* **DOCUMENT SECTION**
****************************************
Humpbacks of Hervey Bay
Whale watching has been a bucket list item for me since... well, forever. Along with seeing the Northern Lights and backpacking around Europe, it's probably been one of my top ten bucket list items since I knew what a bucket list was. (I think I called those early iterations my "life lists.") I'm excited to say that back in October my dreams finally came true when Emmett and I got to go whale watching in Hervey Bay.
Our day began with a shuttle ride from our home-sweet-tourist-park to the Urangan Marina. Once there, we boarded our boat for the day: the MV Whalesong 2. After some deliberation, I had booked our tour with Whalesong Cruises for two reasons: price and small tour size. Our morning whale watching tour had cost us $115 each and that day our boat ended up with less than capacity - there were only about 30 of us on the tour. Perfect.
It was quite overcast when we set out. I was worried that we'd have a lot of rain, meaning low visibility and rough waters. It didn't rain, though it was was windy. Though wind did not equal choppy waves, thankfully. As a crew member offered us fresh fruit and cake slices for breakfast, we embraced the chilly breeze and staked out a spot at the very front of the boat. Soon the loudspeaker crackled and our captain said that it would be about an hour before we reached the parts of Platypus Bay where the whales are often spotted.
We were all constantly scanning the horizon, looking for any movement. Suddenly, the girl to my left pointed and said to me "I think I saw one jump." We looked and then gasped - indeed there was a whale breaching on the horizon. Collectively, our group at the bow of the boat pointed and our captain steered in that direction. The baby whale was too far away for us to get a video but I did shoot in "burst" mode on my camera which means I can give you the next best thing: a gif. This was how it looked as our boat approached the jumping baby humpback:
It. Was. Incredible. We were all silent except for an ooh or ahh after each splash. We couldn't get enough; it was quite the sight to behold. The baby humpback must have breached at least half a dozen times while we watched. It was almost like she was showing off just for us. Some times she made it most of the way out of the water, other times she just peeped up for a few seconds. Here she is, mid-big jump. (Full disclosure: I don't actually know the whale's gender, it was just easier to call it a "she.")
On the boat, we learned more about all of this breaching we were seeing. There are quite a few theories behind breach behavior. Scientists think that is serves many different purposes including escaping predators, asserting dominance, serving as a warning signal for other whales, and just plain old-fashioned fun. Whales get more and more tired the more that they breach - it's physically exhausting to hurl their heavy bodies so far out of the water. That definitely explains why one of the last breaches we watched our whale pal do looked like this:
Pretty soon the baby humpback stopped coming out of the water altogether. We watched her swim alongside her mother for awhile until our boat set off in the hopes of finding even more whale activity in the bay.
****************************************
* **STORED RECORDS**

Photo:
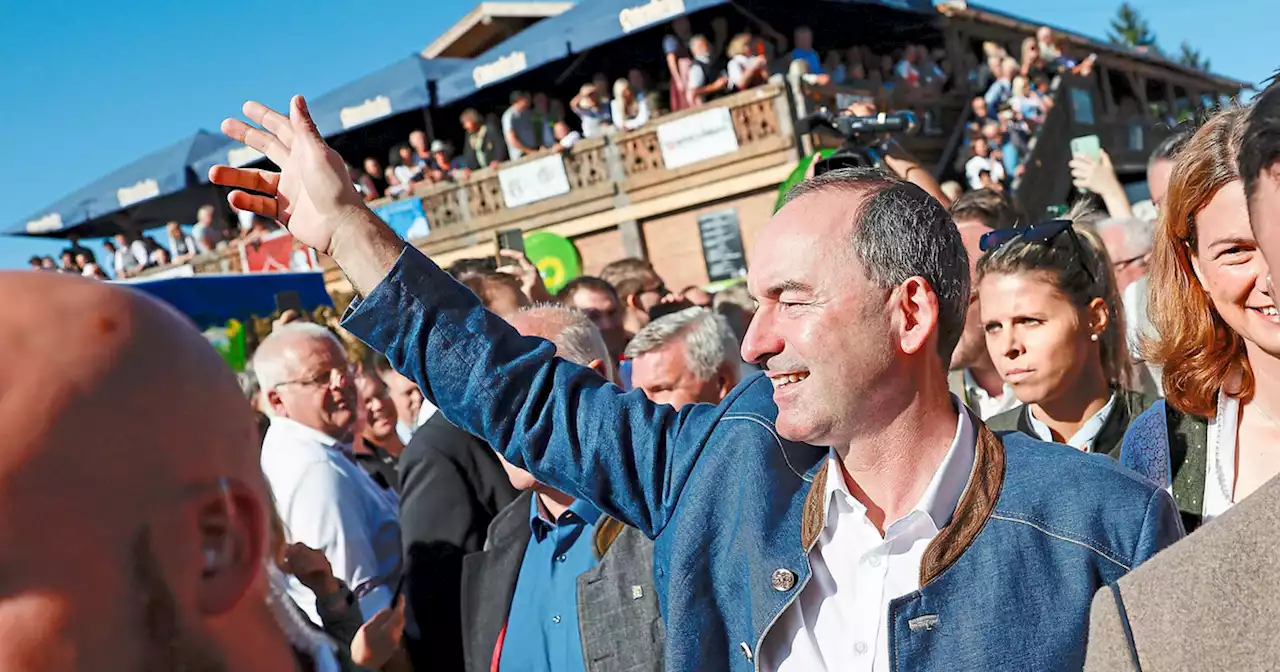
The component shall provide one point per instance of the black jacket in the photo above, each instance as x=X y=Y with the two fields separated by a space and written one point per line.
x=452 y=485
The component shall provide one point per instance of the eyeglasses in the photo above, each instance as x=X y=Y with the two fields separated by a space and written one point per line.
x=1042 y=233
x=333 y=378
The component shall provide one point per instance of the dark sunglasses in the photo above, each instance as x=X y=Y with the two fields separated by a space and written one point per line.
x=1042 y=233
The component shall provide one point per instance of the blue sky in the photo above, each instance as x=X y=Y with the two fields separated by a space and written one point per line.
x=94 y=85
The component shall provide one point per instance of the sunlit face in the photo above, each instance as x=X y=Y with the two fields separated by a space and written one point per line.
x=1037 y=338
x=1157 y=179
x=663 y=375
x=1233 y=272
x=823 y=332
x=1265 y=213
x=320 y=392
x=405 y=394
x=379 y=411
x=604 y=314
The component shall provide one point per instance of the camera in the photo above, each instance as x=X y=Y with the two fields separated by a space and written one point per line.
x=867 y=138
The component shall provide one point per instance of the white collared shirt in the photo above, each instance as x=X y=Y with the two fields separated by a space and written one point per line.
x=1083 y=437
x=988 y=406
x=840 y=620
x=329 y=503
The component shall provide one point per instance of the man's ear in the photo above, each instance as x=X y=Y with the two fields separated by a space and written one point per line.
x=917 y=307
x=232 y=531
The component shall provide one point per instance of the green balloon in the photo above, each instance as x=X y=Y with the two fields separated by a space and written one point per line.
x=556 y=257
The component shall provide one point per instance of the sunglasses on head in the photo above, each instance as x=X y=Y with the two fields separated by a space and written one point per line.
x=1042 y=233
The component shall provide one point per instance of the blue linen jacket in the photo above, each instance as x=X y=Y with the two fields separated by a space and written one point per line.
x=735 y=508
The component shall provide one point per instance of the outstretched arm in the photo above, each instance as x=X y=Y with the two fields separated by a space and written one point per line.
x=563 y=423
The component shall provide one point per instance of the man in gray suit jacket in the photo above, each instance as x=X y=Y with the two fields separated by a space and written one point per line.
x=1210 y=602
x=560 y=585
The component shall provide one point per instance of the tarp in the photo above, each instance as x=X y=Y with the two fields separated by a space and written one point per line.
x=400 y=87
x=545 y=41
x=211 y=300
x=146 y=193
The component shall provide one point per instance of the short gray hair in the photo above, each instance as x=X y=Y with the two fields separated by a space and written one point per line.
x=1138 y=236
x=576 y=338
x=272 y=361
x=901 y=232
x=709 y=343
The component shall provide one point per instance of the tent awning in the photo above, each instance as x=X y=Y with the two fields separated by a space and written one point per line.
x=141 y=195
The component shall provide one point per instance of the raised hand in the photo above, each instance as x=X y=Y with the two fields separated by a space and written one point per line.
x=311 y=195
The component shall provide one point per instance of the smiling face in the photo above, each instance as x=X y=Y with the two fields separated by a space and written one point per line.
x=1233 y=272
x=823 y=330
x=1037 y=337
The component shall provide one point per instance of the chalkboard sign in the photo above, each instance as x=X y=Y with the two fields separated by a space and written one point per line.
x=722 y=245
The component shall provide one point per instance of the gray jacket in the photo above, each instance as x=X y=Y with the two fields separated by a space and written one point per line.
x=617 y=606
x=1205 y=603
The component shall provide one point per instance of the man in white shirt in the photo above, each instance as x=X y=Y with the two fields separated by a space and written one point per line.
x=973 y=375
x=323 y=497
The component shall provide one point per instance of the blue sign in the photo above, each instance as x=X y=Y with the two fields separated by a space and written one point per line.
x=406 y=218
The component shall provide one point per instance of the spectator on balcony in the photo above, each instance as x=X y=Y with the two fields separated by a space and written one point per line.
x=705 y=78
x=677 y=51
x=640 y=86
x=519 y=128
x=484 y=145
x=182 y=246
x=1025 y=101
x=407 y=170
x=206 y=232
x=442 y=163
x=1033 y=63
x=745 y=71
x=590 y=112
x=94 y=272
x=804 y=50
x=417 y=142
x=565 y=136
x=68 y=264
x=1002 y=88
x=983 y=159
x=629 y=112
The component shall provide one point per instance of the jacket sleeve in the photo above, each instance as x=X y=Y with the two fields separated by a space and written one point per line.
x=1110 y=648
x=1161 y=526
x=562 y=423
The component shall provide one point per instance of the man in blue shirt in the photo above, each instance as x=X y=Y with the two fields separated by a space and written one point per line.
x=544 y=586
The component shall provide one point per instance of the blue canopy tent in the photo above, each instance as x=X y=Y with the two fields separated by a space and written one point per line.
x=401 y=87
x=146 y=193
x=211 y=300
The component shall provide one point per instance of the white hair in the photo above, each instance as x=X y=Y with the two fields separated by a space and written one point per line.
x=709 y=343
x=273 y=361
x=574 y=334
x=1138 y=236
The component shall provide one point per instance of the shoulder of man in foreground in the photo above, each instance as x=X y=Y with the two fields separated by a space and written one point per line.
x=1087 y=499
x=1205 y=603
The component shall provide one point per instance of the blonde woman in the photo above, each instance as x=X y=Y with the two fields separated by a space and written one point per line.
x=629 y=112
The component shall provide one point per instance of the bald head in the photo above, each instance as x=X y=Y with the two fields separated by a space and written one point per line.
x=575 y=337
x=129 y=455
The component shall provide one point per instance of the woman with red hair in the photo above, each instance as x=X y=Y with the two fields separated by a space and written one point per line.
x=1212 y=440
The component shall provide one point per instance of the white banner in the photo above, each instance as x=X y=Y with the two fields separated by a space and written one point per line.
x=534 y=181
x=696 y=137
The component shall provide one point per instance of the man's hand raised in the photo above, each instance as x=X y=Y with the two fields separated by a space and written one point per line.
x=311 y=195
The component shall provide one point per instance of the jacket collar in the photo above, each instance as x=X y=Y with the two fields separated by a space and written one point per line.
x=976 y=506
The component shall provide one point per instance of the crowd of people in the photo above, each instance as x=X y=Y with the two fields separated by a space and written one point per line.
x=960 y=416
x=1014 y=96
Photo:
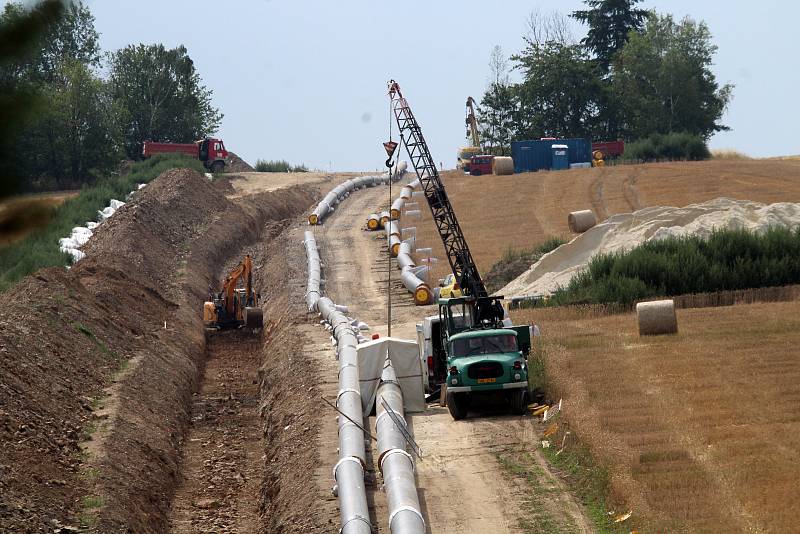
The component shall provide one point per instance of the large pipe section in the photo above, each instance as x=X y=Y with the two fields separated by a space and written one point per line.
x=408 y=269
x=395 y=464
x=343 y=190
x=349 y=470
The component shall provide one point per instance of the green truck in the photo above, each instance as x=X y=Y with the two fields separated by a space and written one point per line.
x=481 y=356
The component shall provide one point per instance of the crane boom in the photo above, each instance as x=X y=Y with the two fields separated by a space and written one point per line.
x=455 y=245
x=472 y=122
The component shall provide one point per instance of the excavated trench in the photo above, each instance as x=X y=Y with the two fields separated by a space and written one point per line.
x=103 y=417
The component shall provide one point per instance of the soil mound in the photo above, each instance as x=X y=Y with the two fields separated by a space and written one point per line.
x=627 y=230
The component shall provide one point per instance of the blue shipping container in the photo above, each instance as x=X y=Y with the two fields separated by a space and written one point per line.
x=530 y=156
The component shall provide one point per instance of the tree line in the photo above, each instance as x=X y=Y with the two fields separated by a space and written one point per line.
x=73 y=124
x=635 y=74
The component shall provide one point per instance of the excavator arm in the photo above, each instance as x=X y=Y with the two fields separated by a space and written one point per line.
x=243 y=270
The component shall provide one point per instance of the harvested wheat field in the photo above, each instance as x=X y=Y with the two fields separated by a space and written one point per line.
x=523 y=210
x=700 y=430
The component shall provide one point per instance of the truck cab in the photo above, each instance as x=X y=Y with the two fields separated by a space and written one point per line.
x=481 y=165
x=213 y=154
x=468 y=350
x=485 y=361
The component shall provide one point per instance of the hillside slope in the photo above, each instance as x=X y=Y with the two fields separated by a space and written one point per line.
x=522 y=210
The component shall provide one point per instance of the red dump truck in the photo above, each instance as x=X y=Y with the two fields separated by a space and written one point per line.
x=610 y=149
x=210 y=151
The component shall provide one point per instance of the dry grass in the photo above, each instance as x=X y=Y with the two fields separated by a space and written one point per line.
x=700 y=430
x=523 y=210
x=724 y=153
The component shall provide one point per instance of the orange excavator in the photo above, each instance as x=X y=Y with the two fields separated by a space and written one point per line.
x=234 y=306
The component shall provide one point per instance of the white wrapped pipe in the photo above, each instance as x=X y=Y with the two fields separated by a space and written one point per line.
x=313 y=292
x=397 y=208
x=418 y=288
x=396 y=465
x=349 y=470
x=373 y=222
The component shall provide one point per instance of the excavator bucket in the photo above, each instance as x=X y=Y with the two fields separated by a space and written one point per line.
x=253 y=318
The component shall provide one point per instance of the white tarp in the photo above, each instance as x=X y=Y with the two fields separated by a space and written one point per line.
x=404 y=356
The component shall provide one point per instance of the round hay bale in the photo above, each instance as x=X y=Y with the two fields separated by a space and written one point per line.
x=502 y=166
x=580 y=221
x=657 y=318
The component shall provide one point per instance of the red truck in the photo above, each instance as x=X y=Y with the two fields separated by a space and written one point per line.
x=480 y=165
x=610 y=149
x=210 y=151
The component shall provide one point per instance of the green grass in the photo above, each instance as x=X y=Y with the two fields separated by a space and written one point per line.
x=589 y=481
x=278 y=166
x=40 y=248
x=536 y=518
x=727 y=260
x=514 y=262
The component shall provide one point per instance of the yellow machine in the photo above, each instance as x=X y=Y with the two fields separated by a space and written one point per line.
x=465 y=153
x=235 y=307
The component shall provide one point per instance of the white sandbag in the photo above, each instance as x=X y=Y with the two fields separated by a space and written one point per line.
x=580 y=221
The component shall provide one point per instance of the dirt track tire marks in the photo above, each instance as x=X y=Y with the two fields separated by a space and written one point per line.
x=461 y=485
x=630 y=190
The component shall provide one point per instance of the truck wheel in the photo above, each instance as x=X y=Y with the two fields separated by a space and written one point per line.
x=519 y=401
x=457 y=404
****************************************
* **EXERCISES TO COMPLETE**
[1] In the whale watching post, what was the name of the boat the tour used?
[2] Return the passage of the whale watching post from "On the boat, we" up to and including "in the bay.", copied word for word.

* **TASK-BY-TASK ANSWERS**
[1] The MV Whalesong 2.

[2]
On the boat, we learned more about all of this breaching we were seeing. There are quite a few theories behind breach behavior. Scientists think that is serves many different purposes including escaping predators, asserting dominance, serving as a warning signal for other whales, and just plain old-fashioned fun. Whales get more and more tired the more that they breach - it's physically exhausting to hurl their heavy bodies so far out of the water. That definitely explains why one of the last breaches we watched our whale pal do looked like this:
Pretty soon the baby humpback stopped coming out of the water altogether. We watched her swim alongside her mother for awhile until our boat set off in the hopes of finding even more whale activity in the bay.